** START OF RAW DATA **

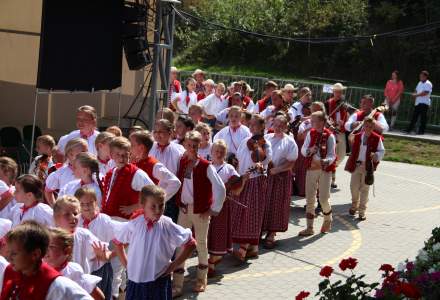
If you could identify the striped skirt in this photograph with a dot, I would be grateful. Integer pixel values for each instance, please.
(279, 189)
(160, 289)
(219, 235)
(248, 213)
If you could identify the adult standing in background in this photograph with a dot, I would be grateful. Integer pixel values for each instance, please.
(393, 91)
(422, 102)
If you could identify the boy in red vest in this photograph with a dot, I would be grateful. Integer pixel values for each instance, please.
(201, 195)
(319, 150)
(123, 183)
(27, 276)
(141, 143)
(366, 151)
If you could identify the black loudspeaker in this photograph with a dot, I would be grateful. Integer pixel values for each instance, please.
(80, 45)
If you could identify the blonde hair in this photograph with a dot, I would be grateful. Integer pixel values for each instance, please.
(9, 168)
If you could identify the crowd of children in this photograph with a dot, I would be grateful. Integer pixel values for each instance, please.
(100, 213)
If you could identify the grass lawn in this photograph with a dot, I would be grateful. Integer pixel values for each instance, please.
(412, 152)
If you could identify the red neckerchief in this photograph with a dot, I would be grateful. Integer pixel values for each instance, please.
(25, 208)
(86, 222)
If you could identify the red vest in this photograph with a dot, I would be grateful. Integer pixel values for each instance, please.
(121, 193)
(147, 165)
(201, 184)
(314, 135)
(332, 104)
(372, 144)
(35, 287)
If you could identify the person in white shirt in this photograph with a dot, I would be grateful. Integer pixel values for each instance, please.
(422, 98)
(86, 121)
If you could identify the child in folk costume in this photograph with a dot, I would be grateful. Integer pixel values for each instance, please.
(141, 143)
(205, 145)
(183, 101)
(319, 149)
(43, 162)
(169, 154)
(27, 276)
(103, 227)
(102, 144)
(220, 227)
(201, 195)
(8, 173)
(58, 179)
(235, 132)
(123, 183)
(366, 152)
(153, 239)
(247, 214)
(58, 256)
(279, 189)
(86, 171)
(28, 194)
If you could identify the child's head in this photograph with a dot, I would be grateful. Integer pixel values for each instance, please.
(60, 247)
(28, 189)
(27, 245)
(152, 199)
(141, 143)
(120, 151)
(8, 170)
(102, 144)
(192, 143)
(205, 131)
(45, 144)
(88, 202)
(85, 165)
(115, 130)
(66, 212)
(74, 147)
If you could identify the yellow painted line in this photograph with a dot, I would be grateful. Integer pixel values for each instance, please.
(354, 246)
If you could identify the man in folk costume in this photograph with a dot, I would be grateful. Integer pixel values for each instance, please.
(366, 152)
(366, 107)
(319, 149)
(338, 115)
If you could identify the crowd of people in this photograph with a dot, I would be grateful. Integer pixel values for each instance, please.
(99, 213)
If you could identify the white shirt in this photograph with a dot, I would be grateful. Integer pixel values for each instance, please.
(380, 120)
(213, 104)
(42, 213)
(233, 138)
(76, 134)
(363, 149)
(218, 189)
(245, 161)
(331, 149)
(170, 156)
(150, 251)
(70, 189)
(75, 272)
(181, 101)
(58, 179)
(424, 87)
(284, 149)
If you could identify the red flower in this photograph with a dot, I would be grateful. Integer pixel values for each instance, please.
(326, 271)
(302, 295)
(386, 268)
(349, 263)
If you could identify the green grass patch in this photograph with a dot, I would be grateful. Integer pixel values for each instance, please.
(412, 152)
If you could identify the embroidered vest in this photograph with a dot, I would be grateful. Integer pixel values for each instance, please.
(35, 287)
(121, 193)
(201, 184)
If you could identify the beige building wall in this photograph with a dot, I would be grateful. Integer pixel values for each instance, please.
(19, 52)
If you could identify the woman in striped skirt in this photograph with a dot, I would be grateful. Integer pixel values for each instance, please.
(284, 154)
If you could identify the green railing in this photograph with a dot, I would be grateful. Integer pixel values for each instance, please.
(353, 95)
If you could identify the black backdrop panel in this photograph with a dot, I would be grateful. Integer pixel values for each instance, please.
(80, 45)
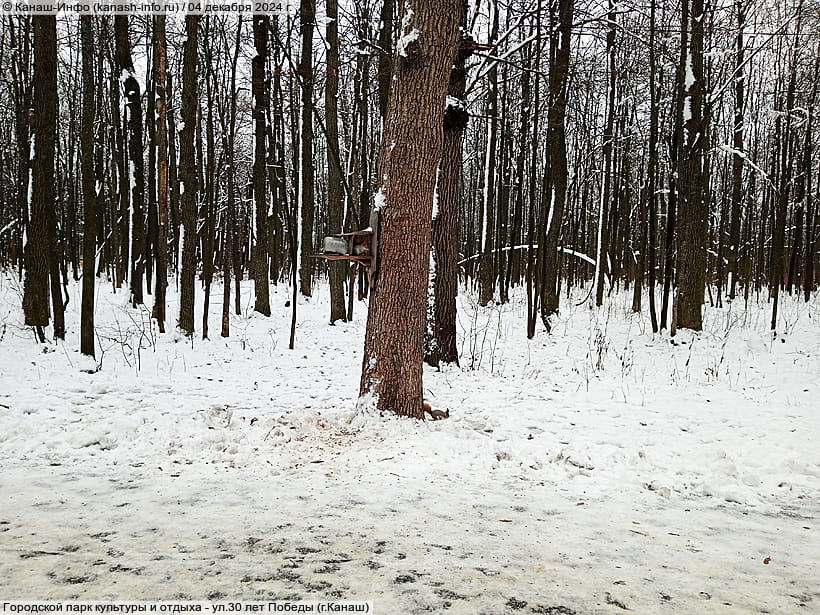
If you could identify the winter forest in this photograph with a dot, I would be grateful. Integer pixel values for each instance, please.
(240, 252)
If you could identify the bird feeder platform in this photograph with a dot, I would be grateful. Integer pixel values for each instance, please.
(358, 247)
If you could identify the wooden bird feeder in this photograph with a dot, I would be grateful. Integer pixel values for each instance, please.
(358, 247)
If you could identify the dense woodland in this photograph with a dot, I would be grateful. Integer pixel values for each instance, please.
(668, 148)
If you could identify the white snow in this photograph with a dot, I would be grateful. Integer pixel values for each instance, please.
(407, 40)
(380, 200)
(593, 466)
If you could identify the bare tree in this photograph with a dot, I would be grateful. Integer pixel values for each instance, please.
(187, 174)
(410, 152)
(261, 25)
(89, 188)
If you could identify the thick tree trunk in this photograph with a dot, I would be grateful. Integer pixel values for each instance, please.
(38, 250)
(441, 345)
(693, 223)
(411, 149)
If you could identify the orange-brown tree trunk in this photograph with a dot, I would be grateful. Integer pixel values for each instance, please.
(409, 155)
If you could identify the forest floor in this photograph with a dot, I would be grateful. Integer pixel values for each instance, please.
(598, 469)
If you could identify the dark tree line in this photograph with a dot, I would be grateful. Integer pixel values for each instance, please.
(668, 148)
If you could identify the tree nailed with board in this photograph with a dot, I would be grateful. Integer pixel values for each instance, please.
(409, 156)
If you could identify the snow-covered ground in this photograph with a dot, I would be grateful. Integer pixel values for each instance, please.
(593, 470)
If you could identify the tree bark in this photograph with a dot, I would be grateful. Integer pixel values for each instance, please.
(189, 185)
(307, 12)
(89, 188)
(692, 221)
(410, 152)
(442, 344)
(556, 185)
(136, 166)
(161, 248)
(337, 270)
(38, 250)
(261, 24)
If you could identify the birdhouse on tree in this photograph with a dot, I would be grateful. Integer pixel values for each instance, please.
(359, 247)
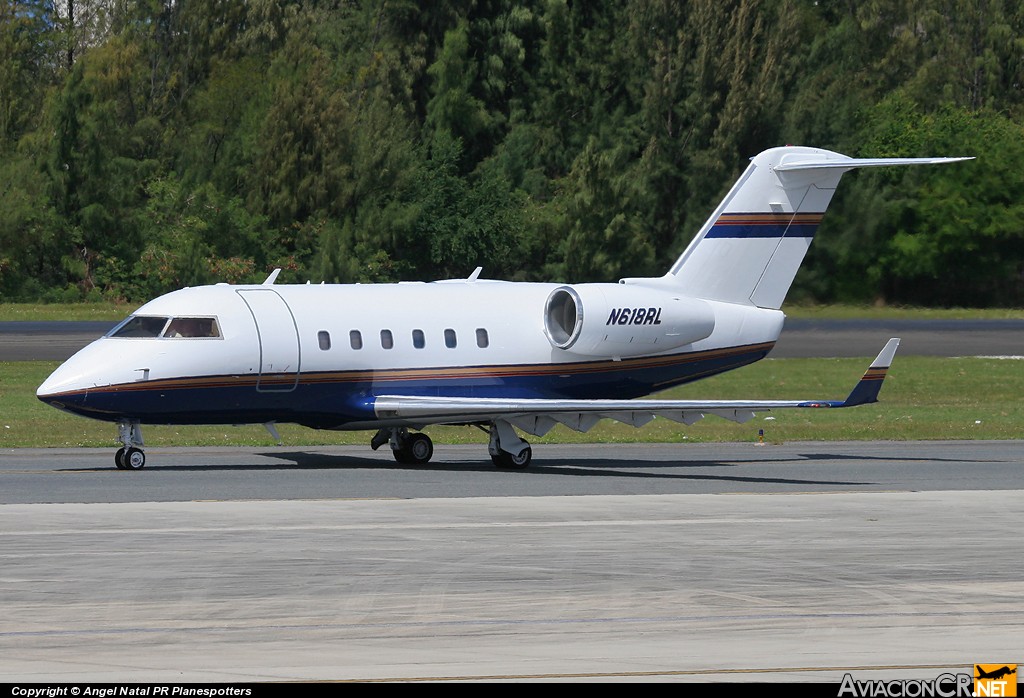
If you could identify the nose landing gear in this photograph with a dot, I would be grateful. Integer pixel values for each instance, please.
(130, 455)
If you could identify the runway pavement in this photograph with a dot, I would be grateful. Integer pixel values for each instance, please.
(697, 563)
(801, 338)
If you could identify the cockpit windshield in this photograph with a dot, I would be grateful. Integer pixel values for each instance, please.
(139, 325)
(192, 328)
(169, 328)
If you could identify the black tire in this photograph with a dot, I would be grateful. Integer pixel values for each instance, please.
(416, 450)
(508, 462)
(420, 448)
(134, 459)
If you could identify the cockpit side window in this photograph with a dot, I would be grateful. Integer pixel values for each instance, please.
(139, 325)
(192, 328)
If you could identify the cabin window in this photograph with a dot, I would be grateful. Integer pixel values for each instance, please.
(139, 325)
(192, 328)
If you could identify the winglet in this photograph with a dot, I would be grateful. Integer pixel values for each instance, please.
(867, 389)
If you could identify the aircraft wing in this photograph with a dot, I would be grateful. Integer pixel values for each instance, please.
(540, 416)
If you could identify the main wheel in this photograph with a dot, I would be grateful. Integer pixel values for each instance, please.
(417, 449)
(133, 459)
(510, 462)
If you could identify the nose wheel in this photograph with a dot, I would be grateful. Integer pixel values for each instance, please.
(130, 455)
(129, 459)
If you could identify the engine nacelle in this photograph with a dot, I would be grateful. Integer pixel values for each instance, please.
(617, 319)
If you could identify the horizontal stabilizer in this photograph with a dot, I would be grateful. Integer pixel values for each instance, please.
(853, 163)
(538, 416)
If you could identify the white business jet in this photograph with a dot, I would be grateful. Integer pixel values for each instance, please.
(500, 355)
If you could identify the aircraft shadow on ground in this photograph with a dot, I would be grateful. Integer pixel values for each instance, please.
(608, 468)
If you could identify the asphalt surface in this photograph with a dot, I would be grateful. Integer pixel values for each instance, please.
(801, 338)
(88, 475)
(601, 563)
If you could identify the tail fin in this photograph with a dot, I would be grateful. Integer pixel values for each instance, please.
(751, 248)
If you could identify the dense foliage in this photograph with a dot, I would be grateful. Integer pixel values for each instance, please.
(147, 144)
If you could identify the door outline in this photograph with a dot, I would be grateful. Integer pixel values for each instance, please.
(273, 317)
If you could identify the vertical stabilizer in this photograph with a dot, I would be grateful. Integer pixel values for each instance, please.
(751, 248)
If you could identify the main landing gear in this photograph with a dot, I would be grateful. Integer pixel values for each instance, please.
(415, 449)
(507, 449)
(130, 455)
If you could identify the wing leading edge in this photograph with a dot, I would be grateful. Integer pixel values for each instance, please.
(538, 417)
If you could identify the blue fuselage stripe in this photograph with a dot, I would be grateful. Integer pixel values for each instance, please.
(329, 400)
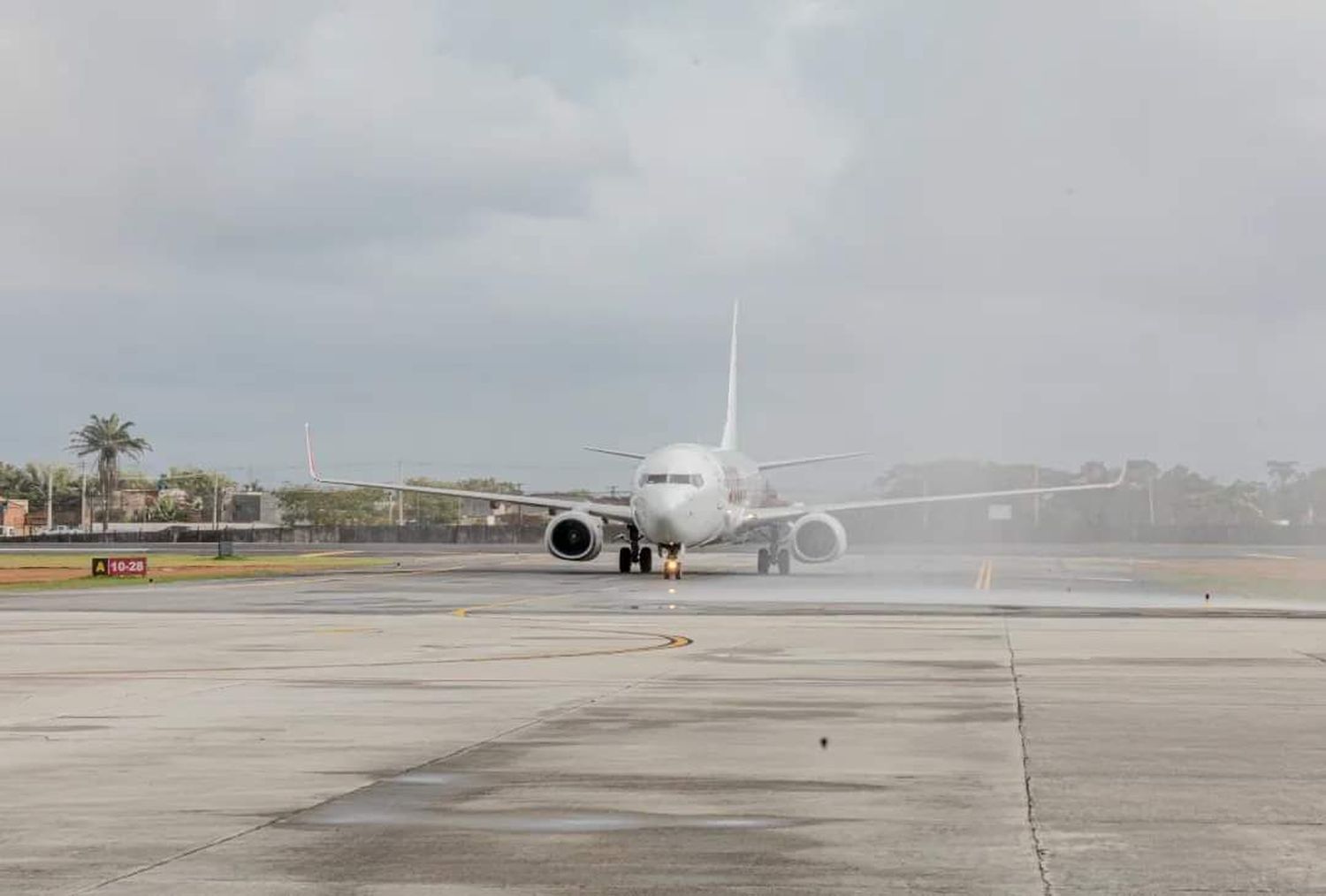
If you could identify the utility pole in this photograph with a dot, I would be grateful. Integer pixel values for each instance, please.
(1036, 498)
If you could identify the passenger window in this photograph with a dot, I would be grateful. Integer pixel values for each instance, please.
(686, 479)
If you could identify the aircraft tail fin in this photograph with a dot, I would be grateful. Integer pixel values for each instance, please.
(729, 426)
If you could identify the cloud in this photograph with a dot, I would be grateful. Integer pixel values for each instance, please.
(1028, 232)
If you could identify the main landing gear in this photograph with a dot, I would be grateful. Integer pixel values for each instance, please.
(774, 556)
(633, 556)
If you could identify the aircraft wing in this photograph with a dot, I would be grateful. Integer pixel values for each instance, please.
(618, 512)
(800, 461)
(761, 516)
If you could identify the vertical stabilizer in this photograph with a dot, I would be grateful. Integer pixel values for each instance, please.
(729, 426)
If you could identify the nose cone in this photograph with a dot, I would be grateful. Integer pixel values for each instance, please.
(671, 514)
(662, 511)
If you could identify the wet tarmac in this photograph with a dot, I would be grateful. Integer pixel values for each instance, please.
(501, 723)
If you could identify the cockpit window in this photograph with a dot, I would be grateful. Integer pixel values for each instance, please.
(676, 479)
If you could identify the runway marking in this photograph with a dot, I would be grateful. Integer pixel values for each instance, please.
(983, 575)
(665, 643)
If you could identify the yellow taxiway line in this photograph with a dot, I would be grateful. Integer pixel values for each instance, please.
(984, 575)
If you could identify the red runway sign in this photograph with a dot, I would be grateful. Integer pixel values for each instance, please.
(119, 566)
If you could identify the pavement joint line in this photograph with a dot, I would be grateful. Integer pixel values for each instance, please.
(446, 757)
(1026, 769)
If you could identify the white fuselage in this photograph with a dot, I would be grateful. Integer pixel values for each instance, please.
(689, 495)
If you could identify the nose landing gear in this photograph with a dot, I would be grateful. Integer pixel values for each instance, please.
(774, 556)
(633, 556)
(671, 562)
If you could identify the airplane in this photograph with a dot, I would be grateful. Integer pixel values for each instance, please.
(690, 495)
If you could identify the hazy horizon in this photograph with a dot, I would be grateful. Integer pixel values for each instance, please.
(474, 239)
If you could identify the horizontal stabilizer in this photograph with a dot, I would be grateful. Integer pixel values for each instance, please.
(798, 461)
(614, 452)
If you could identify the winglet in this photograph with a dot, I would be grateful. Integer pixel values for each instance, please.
(614, 452)
(308, 448)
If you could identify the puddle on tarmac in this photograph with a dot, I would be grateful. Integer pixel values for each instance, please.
(536, 821)
(427, 800)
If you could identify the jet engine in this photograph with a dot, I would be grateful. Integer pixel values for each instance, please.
(819, 538)
(575, 535)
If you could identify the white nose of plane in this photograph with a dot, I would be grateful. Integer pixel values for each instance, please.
(668, 514)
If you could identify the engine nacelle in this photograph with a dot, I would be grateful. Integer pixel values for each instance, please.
(819, 538)
(575, 535)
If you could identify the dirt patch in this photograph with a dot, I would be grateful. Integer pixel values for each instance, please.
(39, 574)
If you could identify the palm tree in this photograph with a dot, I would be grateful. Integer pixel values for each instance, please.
(109, 439)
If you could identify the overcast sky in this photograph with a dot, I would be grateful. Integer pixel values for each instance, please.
(474, 236)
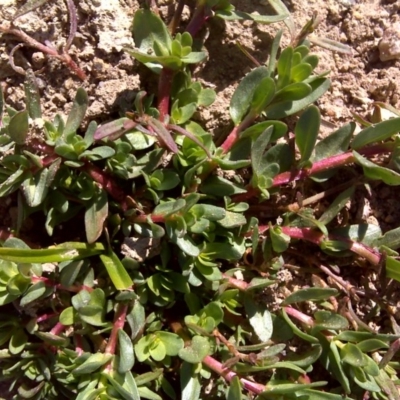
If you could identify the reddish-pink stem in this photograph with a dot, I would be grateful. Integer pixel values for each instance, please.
(164, 92)
(305, 319)
(78, 344)
(313, 236)
(119, 322)
(235, 134)
(200, 17)
(45, 317)
(228, 375)
(319, 166)
(317, 237)
(57, 329)
(5, 234)
(108, 184)
(236, 283)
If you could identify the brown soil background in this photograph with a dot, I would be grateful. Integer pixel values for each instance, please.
(114, 78)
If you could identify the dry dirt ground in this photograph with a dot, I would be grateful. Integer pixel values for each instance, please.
(358, 80)
(370, 27)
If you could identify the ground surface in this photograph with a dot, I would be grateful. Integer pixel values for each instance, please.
(358, 80)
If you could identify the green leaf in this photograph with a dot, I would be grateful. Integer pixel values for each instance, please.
(33, 293)
(281, 110)
(330, 320)
(67, 316)
(221, 187)
(352, 355)
(232, 220)
(390, 239)
(32, 94)
(374, 171)
(63, 252)
(173, 343)
(126, 353)
(18, 341)
(275, 49)
(292, 92)
(376, 133)
(223, 251)
(136, 319)
(95, 216)
(392, 268)
(98, 153)
(257, 151)
(280, 241)
(92, 364)
(130, 392)
(232, 14)
(301, 71)
(77, 113)
(208, 211)
(244, 93)
(259, 318)
(235, 390)
(336, 206)
(194, 57)
(148, 28)
(371, 345)
(306, 132)
(367, 234)
(52, 339)
(310, 294)
(169, 207)
(36, 187)
(116, 271)
(263, 95)
(18, 127)
(196, 351)
(158, 352)
(284, 67)
(190, 382)
(336, 143)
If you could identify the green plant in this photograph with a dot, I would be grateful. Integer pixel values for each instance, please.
(162, 289)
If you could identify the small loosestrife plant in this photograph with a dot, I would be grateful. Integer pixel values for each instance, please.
(161, 289)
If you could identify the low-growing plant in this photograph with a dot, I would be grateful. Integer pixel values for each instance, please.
(160, 289)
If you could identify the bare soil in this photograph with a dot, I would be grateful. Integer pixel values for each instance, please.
(369, 27)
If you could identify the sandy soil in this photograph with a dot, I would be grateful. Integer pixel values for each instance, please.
(370, 27)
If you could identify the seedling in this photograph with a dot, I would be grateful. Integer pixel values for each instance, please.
(179, 243)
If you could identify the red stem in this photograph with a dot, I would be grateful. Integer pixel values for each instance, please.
(107, 183)
(316, 237)
(164, 92)
(58, 328)
(45, 317)
(228, 375)
(78, 344)
(200, 17)
(234, 135)
(319, 166)
(119, 322)
(305, 319)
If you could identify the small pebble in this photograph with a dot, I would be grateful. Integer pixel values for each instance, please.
(389, 46)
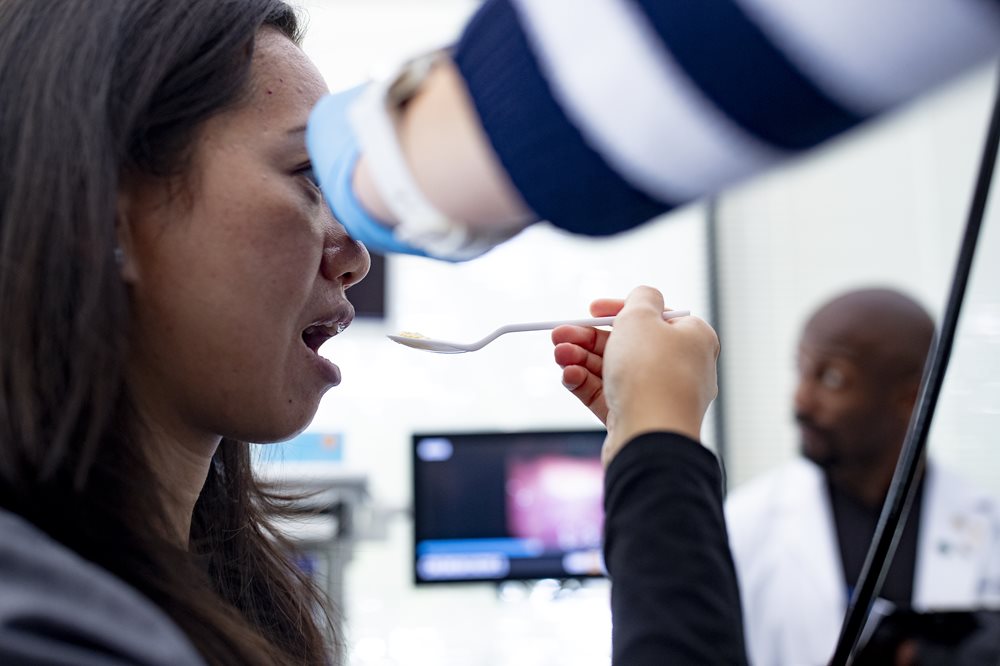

** END OF RAW DATA **

STATED EXERCISE:
Gather every line in the items that contains the word "trunk". Case counts.

FULL SOLUTION:
If you could identify the thick tree trunk in this photograph with a dot, I would be grateful. Integer pixel values for each instance, please.
If you could identify the orange-brown tree trunk in this photograph with a dot, I would be grateful. Integer pixel values for each instance, please.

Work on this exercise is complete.